> _DATA EXTRACTS_:

+++

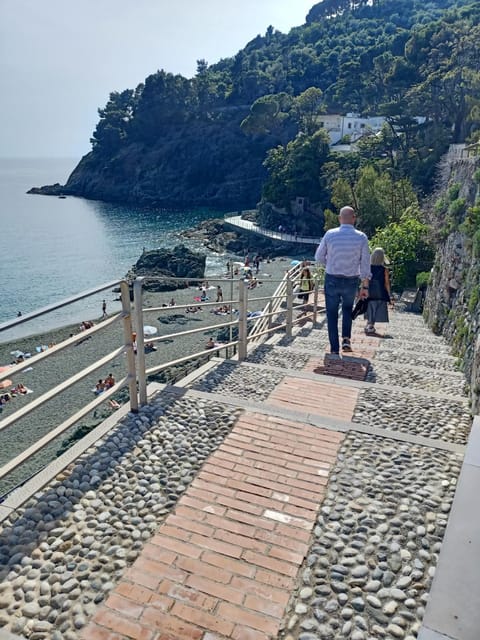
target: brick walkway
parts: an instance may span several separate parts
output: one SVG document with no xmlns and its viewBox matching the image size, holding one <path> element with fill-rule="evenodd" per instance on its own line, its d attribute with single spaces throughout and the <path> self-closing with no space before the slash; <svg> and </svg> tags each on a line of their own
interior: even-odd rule
<svg viewBox="0 0 480 640">
<path fill-rule="evenodd" d="M 380 339 L 357 330 L 350 357 L 305 370 L 363 380 Z M 359 391 L 326 376 L 286 376 L 266 404 L 351 420 Z M 242 413 L 82 638 L 276 638 L 343 437 Z"/>
<path fill-rule="evenodd" d="M 243 413 L 82 638 L 275 638 L 342 440 Z"/>
</svg>

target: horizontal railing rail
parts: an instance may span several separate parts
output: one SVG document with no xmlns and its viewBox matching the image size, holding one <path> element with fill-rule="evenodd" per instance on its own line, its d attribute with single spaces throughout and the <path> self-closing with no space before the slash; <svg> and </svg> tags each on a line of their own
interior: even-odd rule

+++

> _TASK DETAILS_: All entries must be output exactly as they stand, and every picture must be left out.

> _ANSWER FOR THIS EXERCISE_:
target: brick walkway
parts: an instance may span several separate parts
output: one SVG document with no xmlns and its viewBox matching the image size, holding one <path> element with fill-rule="evenodd" per instance on its own line, its d attribute with single spaces throughout and the <path> self-closing with no space before the slash; <svg> and </svg> tags each on a line of their own
interior: even-odd rule
<svg viewBox="0 0 480 640">
<path fill-rule="evenodd" d="M 380 339 L 357 330 L 350 357 L 305 370 L 363 380 Z M 359 391 L 326 376 L 286 376 L 266 404 L 351 420 Z M 242 413 L 82 638 L 276 638 L 343 437 Z"/>
<path fill-rule="evenodd" d="M 243 413 L 82 638 L 275 638 L 342 440 Z"/>
</svg>

target: horizontal railing rail
parts: an instance may span several separate parts
output: one SVG document with no xmlns and its viewBox matching the image size, holding one <path> element with fill-rule="evenodd" per instance on its own line, its d attribute with single spaces throughout and the <path> self-closing with no space before the slash; <svg> and </svg> tags each on a line of their own
interior: even-odd rule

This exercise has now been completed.